## [Exercise directions]
Quote every line below exactly as it reads.

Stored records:
= = =

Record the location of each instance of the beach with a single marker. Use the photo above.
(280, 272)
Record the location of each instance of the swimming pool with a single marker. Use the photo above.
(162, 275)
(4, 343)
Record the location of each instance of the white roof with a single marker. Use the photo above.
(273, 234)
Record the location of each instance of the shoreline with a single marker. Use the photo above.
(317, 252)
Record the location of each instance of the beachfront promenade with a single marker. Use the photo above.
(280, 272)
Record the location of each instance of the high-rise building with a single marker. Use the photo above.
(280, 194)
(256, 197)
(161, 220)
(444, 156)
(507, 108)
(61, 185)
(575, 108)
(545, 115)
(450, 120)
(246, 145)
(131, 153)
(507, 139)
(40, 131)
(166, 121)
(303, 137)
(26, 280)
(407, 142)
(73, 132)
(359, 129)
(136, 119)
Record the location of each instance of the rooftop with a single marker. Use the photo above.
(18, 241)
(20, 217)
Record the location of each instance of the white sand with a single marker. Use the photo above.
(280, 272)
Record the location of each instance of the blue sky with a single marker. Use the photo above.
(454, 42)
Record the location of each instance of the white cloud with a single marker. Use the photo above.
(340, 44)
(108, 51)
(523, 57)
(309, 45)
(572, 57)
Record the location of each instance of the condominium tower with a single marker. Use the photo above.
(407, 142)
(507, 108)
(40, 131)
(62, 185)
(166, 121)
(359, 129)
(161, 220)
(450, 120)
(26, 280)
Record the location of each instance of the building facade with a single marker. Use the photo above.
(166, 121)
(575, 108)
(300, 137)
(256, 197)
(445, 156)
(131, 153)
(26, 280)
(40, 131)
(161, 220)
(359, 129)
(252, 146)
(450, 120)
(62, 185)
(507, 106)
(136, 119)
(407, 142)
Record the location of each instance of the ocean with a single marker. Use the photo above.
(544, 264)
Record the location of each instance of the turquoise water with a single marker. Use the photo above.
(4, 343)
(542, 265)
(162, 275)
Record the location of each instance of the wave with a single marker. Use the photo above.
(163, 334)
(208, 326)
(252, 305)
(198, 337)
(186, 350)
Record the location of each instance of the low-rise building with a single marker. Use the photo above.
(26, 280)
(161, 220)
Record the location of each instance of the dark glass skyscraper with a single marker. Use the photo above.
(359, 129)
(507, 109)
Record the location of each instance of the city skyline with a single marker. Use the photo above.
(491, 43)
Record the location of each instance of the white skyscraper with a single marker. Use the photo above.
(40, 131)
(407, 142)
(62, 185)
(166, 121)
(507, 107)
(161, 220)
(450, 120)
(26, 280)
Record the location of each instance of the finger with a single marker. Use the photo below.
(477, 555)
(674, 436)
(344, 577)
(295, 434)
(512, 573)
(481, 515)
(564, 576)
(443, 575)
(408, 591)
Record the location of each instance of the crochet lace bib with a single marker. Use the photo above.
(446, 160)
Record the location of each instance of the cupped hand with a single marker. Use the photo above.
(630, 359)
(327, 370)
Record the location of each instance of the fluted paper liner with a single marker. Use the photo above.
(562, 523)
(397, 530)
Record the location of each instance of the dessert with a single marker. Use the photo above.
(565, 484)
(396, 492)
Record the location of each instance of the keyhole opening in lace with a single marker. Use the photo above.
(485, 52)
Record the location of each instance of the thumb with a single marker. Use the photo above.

= = =

## [Task answer]
Record the location of each instance of the beach with a single marker. Use the photo above.
(280, 272)
Record the location of each instance of the swimming pool with a single marker. Use the photo above.
(162, 275)
(4, 343)
Record the location of each instance of the white roof with a single marker. Use the photo above.
(273, 234)
Record the location of each instance of the shoreline with a single marker. Use the photo above.
(317, 252)
Record the location of each instance of the beachfront promenade with a single marker. Use the photo above.
(280, 272)
Record the location of each instance of the high-rise building with a single marker. Use the photo above.
(280, 194)
(256, 197)
(161, 220)
(444, 156)
(507, 108)
(61, 185)
(575, 108)
(545, 115)
(450, 120)
(246, 145)
(131, 153)
(507, 139)
(40, 131)
(166, 121)
(303, 137)
(26, 280)
(407, 142)
(73, 132)
(359, 129)
(136, 119)
Record the location of each instance of the rooftop with a single marker. Use the photo above.
(18, 241)
(20, 217)
Record the location of each instance of the white sand with a single marker. Use the photo above.
(280, 272)
Record the location of each instance of the blue sky with a single marker. Use the photo above.
(454, 42)
Record the location of each instance of the white cloud with a single marker. Use the photo above.
(340, 44)
(108, 51)
(523, 57)
(309, 45)
(572, 57)
Record the location of each instance of the condominium tower with a single marker. Use the photo above.
(407, 142)
(507, 108)
(40, 131)
(62, 185)
(166, 121)
(359, 129)
(161, 220)
(450, 120)
(26, 280)
Record the location of each instance of the building facade with a single marker. Use the photo above.
(166, 121)
(575, 108)
(300, 137)
(256, 197)
(445, 156)
(131, 153)
(26, 280)
(40, 131)
(161, 220)
(359, 129)
(252, 146)
(450, 120)
(62, 185)
(507, 106)
(136, 119)
(407, 142)
Record the location of each instance of the ocean with a single marker. Use the photo above.
(544, 264)
Record the location of each instance of the turquoise water with a single marker. Use the photo above.
(4, 343)
(542, 265)
(162, 275)
Record the location of each instance of the wave with a single marker. Use the photo above.
(163, 334)
(208, 326)
(252, 305)
(198, 337)
(186, 350)
Record the location of each instance of the low-rise building with a single marker. Use the photo above.
(26, 280)
(161, 220)
Record the location of each instance of the dark glass skyscraper with a single marker. Use the photo above.
(359, 129)
(507, 109)
Record the location of each instance of the city skyline with a single marker. Use the photo above.
(491, 43)
Record the location of each instance of the white skyscraper with a single marker. Use the photo above.
(40, 131)
(407, 142)
(62, 185)
(166, 121)
(507, 107)
(161, 220)
(450, 120)
(26, 280)
Record the location of each instance of the finger with a single marker. Use the photo below.
(477, 555)
(674, 436)
(344, 577)
(295, 434)
(512, 573)
(481, 515)
(564, 576)
(443, 575)
(408, 591)
Record the location of each instance of the crochet lace bib with a single marker. Use the photo above.
(446, 160)
Record the location of each instance of the cupped hand with a single marker. Use the photo above.
(630, 359)
(327, 370)
Record the location of each instance of the fluted paper liner with a single marker. Use the photo above.
(562, 523)
(397, 530)
Record the location of each instance of the dessert with a single marker. Use the photo above.
(565, 484)
(396, 492)
Record the location of each instance of the keyhole opening in lace with a single marker. Use the photo above.
(485, 52)
Record the location of each instance of the thumb with a single marker. Use the photo above.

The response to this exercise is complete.